Work to complete: Rewrite the rows below, changing each "Put a dot on" to "Place a marker on" and keeping everything else unchanged. Leave the pictures out of your copy.

----------------

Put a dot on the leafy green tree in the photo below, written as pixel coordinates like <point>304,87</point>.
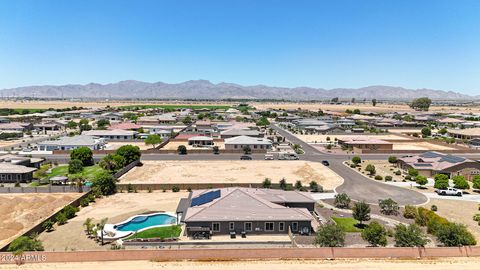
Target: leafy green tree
<point>421,104</point>
<point>410,236</point>
<point>426,132</point>
<point>361,212</point>
<point>84,154</point>
<point>342,200</point>
<point>105,183</point>
<point>129,152</point>
<point>460,182</point>
<point>371,169</point>
<point>455,235</point>
<point>375,234</point>
<point>392,159</point>
<point>182,150</point>
<point>267,183</point>
<point>356,160</point>
<point>388,207</point>
<point>421,180</point>
<point>330,235</point>
<point>25,243</point>
<point>75,166</point>
<point>153,140</point>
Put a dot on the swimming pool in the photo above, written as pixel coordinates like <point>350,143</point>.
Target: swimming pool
<point>143,221</point>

----------------

Answer for this exercise:
Place a marker on the leafy green tree in the photo below, written as pixel coordinates like <point>304,87</point>.
Target: leafy green tree
<point>421,104</point>
<point>410,236</point>
<point>426,132</point>
<point>361,212</point>
<point>84,154</point>
<point>342,200</point>
<point>105,183</point>
<point>129,152</point>
<point>460,182</point>
<point>371,169</point>
<point>455,235</point>
<point>375,234</point>
<point>392,159</point>
<point>182,150</point>
<point>267,183</point>
<point>356,160</point>
<point>388,207</point>
<point>421,180</point>
<point>330,235</point>
<point>25,243</point>
<point>75,166</point>
<point>153,140</point>
Place a marker on the swimming pool in the photo above, written as pixel coordinates like <point>350,143</point>.
Target: swimming pool
<point>143,221</point>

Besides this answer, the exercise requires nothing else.